[START RECORD EXTRACTS]

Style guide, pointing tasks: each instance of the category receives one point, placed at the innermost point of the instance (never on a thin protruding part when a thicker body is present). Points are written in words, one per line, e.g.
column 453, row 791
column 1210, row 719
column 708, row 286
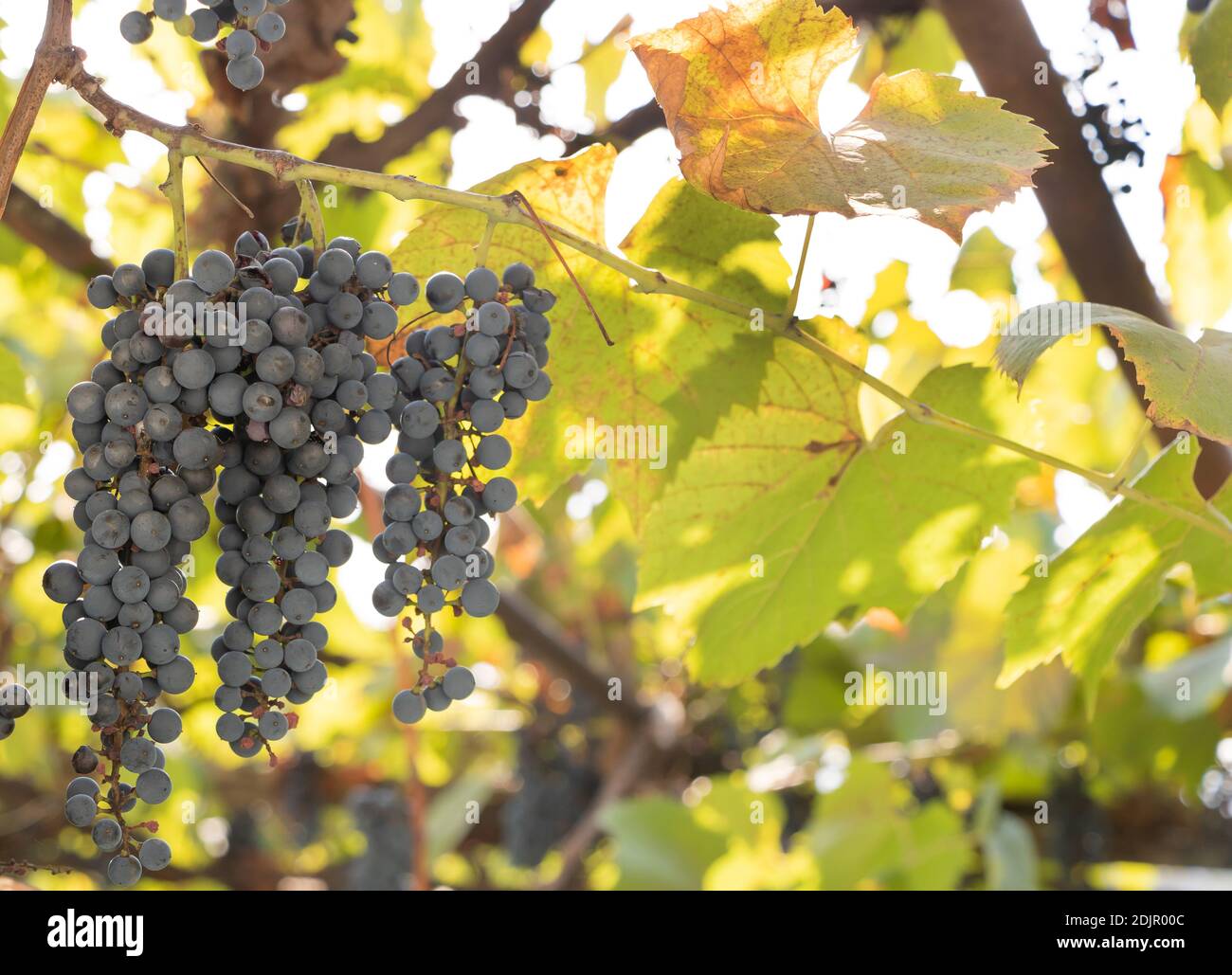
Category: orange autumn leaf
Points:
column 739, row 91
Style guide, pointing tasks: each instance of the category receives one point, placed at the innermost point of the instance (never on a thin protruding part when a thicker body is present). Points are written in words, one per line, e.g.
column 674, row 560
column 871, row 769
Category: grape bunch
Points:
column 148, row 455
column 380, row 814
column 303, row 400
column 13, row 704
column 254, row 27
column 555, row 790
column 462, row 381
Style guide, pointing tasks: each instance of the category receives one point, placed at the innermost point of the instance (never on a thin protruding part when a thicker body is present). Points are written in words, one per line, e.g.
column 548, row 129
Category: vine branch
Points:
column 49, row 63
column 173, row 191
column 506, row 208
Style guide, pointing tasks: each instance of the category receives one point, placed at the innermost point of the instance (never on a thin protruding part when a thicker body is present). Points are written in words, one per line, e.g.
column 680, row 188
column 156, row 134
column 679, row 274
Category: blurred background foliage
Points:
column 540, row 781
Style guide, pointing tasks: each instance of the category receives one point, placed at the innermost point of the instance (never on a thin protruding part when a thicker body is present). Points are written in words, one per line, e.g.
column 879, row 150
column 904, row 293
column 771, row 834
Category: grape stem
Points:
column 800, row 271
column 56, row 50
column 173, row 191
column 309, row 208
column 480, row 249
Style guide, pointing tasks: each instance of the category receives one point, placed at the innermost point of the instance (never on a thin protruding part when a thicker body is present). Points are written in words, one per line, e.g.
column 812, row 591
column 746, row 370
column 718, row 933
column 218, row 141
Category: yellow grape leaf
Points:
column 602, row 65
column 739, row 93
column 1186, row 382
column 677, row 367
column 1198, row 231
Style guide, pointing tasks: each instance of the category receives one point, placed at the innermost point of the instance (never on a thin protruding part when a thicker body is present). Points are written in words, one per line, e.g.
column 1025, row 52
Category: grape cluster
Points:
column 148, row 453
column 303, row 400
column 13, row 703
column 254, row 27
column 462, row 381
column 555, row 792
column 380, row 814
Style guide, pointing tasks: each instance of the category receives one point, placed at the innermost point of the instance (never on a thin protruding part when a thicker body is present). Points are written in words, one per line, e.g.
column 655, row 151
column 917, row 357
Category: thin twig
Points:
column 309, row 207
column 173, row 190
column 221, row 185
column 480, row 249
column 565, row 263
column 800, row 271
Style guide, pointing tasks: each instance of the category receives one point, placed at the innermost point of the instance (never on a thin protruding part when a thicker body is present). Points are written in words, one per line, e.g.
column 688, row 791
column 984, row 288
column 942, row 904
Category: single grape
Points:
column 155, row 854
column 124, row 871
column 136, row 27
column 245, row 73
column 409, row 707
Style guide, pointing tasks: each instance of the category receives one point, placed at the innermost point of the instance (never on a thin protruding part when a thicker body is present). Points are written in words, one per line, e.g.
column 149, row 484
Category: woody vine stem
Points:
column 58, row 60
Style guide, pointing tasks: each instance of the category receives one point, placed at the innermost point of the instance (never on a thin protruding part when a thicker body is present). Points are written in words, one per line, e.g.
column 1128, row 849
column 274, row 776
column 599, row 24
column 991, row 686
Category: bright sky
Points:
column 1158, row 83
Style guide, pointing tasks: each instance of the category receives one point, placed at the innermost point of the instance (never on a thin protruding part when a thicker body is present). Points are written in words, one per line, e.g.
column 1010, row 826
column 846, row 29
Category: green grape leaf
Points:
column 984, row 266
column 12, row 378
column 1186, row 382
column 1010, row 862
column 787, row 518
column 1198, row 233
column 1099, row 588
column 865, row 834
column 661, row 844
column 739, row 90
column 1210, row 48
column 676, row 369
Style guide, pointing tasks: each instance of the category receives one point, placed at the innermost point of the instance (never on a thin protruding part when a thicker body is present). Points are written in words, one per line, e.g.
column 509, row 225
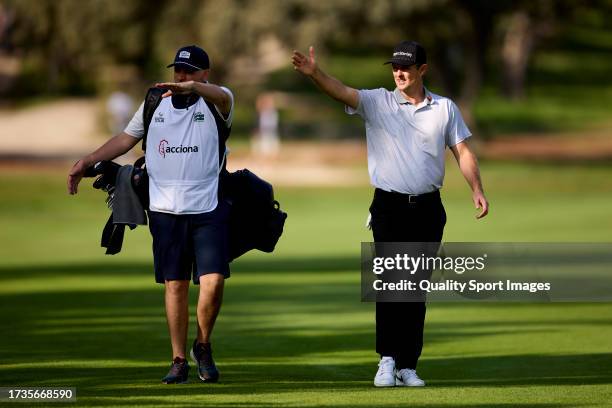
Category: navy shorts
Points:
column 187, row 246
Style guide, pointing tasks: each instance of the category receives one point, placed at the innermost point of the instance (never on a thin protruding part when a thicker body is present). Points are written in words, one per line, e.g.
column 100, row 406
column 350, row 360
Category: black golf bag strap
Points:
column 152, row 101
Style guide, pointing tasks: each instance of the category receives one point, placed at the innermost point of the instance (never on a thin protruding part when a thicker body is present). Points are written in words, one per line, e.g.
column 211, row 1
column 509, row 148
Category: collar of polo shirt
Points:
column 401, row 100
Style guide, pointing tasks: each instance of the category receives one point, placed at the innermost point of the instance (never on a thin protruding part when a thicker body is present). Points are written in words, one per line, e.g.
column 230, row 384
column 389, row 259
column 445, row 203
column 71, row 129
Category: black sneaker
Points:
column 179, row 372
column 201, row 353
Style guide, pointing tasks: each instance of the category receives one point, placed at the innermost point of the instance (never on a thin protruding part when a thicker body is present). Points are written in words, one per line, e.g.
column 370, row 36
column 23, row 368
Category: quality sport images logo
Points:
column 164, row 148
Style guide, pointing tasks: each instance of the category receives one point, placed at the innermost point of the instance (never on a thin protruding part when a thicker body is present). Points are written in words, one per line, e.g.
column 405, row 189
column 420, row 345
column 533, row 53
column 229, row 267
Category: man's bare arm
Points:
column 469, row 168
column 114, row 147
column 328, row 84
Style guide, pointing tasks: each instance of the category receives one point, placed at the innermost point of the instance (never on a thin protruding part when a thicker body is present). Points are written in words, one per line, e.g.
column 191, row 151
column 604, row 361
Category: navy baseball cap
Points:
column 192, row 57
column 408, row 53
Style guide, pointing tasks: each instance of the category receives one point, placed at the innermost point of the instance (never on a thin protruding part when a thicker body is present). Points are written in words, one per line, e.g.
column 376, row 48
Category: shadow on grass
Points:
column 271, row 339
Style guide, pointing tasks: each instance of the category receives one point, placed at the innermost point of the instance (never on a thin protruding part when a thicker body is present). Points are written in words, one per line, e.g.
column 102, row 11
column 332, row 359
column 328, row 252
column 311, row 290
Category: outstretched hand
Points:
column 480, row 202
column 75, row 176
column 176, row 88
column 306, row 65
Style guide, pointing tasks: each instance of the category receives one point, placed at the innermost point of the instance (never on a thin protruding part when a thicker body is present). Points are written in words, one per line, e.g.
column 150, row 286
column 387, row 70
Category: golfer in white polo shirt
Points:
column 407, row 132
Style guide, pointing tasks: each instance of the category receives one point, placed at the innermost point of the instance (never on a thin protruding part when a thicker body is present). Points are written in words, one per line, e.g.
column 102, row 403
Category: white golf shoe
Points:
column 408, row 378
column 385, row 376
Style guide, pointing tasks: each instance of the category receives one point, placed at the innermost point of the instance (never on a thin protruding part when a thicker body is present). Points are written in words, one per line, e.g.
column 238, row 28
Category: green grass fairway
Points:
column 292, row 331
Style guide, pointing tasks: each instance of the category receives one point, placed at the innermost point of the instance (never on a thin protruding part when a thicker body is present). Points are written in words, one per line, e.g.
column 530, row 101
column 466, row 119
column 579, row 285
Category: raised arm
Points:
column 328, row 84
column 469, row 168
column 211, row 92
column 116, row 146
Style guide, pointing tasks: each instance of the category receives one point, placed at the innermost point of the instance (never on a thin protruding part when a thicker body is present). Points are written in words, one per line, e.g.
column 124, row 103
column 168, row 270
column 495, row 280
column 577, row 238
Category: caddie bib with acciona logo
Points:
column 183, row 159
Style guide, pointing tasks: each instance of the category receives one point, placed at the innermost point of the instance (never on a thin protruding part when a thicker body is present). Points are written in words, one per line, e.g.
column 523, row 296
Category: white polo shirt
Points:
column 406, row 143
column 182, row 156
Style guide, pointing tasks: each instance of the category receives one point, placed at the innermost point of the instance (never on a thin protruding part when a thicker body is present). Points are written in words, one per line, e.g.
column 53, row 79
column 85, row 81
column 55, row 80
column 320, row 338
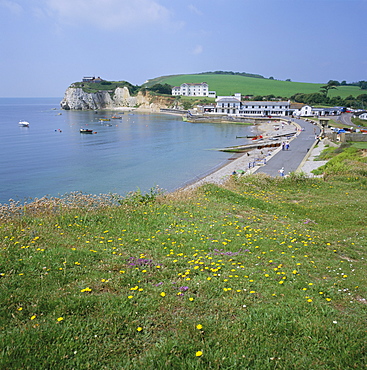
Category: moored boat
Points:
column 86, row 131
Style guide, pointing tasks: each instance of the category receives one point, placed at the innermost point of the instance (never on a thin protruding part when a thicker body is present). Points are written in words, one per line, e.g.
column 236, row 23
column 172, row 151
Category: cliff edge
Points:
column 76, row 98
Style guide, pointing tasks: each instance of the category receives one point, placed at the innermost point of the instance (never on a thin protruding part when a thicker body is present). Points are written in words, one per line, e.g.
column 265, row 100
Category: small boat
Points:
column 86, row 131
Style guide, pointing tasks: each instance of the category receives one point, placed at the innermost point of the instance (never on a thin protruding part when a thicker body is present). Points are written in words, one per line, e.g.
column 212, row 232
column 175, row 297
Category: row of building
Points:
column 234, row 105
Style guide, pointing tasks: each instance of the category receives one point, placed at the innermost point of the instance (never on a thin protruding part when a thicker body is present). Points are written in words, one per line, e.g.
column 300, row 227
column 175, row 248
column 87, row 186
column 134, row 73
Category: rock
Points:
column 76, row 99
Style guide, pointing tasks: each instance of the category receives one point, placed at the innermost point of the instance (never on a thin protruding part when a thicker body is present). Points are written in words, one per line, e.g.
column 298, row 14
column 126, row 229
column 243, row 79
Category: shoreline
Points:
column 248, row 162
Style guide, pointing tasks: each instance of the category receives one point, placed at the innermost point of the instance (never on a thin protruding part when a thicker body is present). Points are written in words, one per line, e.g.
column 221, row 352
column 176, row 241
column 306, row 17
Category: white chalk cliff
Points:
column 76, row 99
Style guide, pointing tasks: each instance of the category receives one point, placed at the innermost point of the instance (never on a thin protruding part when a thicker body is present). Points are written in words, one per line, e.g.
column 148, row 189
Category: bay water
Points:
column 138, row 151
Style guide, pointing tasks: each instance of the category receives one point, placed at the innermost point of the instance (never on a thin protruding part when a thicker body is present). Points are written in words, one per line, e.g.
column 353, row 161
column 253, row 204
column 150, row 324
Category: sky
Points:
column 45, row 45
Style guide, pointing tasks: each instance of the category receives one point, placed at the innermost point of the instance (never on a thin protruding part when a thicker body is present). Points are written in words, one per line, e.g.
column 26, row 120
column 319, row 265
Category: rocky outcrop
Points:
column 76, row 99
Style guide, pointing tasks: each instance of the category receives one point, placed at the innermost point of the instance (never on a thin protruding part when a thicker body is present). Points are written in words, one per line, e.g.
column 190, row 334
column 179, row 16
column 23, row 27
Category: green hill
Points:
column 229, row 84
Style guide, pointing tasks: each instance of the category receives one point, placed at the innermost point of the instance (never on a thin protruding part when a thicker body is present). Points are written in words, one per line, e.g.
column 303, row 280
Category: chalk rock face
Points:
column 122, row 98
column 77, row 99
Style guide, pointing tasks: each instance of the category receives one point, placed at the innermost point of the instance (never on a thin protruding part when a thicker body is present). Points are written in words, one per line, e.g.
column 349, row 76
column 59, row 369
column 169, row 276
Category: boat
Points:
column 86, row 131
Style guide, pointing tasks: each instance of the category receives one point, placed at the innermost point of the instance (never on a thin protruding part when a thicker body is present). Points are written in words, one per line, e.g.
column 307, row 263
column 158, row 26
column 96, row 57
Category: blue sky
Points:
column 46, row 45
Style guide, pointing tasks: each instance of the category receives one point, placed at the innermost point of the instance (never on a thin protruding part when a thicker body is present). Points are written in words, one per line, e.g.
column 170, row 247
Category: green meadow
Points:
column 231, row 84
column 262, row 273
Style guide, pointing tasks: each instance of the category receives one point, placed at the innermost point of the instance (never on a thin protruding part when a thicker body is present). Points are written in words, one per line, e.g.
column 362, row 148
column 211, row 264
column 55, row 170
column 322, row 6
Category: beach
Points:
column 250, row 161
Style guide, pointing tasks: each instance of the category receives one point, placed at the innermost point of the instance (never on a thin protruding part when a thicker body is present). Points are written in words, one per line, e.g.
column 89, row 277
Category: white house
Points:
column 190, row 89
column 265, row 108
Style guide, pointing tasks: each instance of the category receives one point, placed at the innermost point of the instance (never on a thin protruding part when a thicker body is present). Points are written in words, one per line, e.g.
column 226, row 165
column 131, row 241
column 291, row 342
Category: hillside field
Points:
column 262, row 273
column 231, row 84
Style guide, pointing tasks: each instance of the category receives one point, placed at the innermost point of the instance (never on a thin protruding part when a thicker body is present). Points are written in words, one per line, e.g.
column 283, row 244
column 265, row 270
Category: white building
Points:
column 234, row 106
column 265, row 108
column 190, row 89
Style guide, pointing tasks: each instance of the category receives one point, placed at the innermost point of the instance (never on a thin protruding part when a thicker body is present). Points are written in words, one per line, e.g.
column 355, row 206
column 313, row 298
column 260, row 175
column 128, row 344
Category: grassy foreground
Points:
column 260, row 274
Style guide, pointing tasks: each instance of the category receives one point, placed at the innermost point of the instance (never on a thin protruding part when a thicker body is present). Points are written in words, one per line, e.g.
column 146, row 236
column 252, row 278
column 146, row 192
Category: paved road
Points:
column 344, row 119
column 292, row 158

[END RECORD EXTRACTS]

INSTRUCTION>
Copy the entries word for word from the start through the line containing "column 739, row 91", inclusive, leaving out the pictures.

COMPLETE RESPONSE>
Style guide, pointing tasks: each instance of the category receives one point, placed at the innermost point of the instance (never on a thin protruding part when a thicker body is present). Points are written in words, one per line, e.g.
column 453, row 791
column 1210, row 719
column 708, row 286
Category: orange autumn leaf
Points:
column 739, row 91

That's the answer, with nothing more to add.